▶ _ASSIGNMENT_
Quote exactly and only this range of lines in the data below: the line that holds "box: [146, 380, 324, 536]" to the line that holds "positive clicks: (200, 514) (198, 528)", both included.

▶ _RECORDS FOR PROCESSING_
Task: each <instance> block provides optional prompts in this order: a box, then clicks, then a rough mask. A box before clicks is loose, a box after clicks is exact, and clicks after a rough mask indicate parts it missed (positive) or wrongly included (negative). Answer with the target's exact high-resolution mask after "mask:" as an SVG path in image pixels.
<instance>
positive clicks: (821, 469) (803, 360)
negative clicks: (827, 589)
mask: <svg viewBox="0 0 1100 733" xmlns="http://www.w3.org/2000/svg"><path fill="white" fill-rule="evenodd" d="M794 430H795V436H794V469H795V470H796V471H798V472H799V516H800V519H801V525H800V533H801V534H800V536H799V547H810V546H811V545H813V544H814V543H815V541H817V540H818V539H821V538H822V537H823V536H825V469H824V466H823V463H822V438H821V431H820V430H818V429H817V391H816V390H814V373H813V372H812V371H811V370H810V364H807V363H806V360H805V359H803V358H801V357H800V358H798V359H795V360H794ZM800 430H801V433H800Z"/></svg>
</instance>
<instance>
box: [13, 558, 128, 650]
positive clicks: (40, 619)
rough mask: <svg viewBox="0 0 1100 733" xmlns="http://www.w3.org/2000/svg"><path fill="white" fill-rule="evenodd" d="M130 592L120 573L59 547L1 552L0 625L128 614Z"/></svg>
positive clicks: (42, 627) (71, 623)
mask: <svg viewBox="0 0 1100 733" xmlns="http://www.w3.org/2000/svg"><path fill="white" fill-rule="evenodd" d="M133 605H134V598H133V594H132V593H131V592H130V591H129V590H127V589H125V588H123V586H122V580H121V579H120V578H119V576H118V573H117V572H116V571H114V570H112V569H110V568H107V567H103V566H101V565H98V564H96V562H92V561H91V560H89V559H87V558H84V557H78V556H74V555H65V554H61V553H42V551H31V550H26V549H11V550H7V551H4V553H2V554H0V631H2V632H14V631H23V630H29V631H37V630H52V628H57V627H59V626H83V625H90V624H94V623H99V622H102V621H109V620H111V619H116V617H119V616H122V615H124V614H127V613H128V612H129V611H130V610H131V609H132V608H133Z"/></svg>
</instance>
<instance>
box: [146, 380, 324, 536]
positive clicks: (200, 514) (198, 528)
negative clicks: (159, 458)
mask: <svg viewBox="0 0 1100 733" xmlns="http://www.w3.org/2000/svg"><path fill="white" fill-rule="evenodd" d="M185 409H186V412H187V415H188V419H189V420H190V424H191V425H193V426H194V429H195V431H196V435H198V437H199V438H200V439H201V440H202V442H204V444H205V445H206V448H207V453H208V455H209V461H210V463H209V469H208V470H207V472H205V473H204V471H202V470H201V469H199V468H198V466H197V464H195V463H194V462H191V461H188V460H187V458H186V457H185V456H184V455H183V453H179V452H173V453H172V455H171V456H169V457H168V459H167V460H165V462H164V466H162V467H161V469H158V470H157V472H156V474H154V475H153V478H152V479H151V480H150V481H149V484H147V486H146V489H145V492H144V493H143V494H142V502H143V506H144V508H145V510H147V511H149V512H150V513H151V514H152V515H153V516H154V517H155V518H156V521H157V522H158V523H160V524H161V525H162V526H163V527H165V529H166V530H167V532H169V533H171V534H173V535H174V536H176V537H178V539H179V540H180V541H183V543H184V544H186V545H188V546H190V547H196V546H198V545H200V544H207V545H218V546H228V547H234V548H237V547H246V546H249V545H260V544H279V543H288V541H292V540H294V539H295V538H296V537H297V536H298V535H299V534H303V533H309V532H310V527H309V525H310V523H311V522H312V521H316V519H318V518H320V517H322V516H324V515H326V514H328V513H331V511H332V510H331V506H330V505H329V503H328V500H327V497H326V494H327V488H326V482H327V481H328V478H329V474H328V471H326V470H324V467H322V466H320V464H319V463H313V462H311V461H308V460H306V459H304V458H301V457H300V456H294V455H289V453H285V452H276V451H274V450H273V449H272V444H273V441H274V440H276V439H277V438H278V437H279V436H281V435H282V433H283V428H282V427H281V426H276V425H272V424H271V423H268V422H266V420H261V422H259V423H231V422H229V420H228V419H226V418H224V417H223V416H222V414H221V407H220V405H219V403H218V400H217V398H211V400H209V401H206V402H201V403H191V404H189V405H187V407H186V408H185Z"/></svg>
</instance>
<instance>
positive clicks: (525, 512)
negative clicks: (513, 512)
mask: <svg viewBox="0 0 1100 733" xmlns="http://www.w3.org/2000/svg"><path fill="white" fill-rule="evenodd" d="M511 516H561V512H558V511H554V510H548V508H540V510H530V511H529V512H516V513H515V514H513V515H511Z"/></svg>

▶ _REPLY_
box: [146, 380, 324, 536]
positive clicks: (200, 514) (198, 528)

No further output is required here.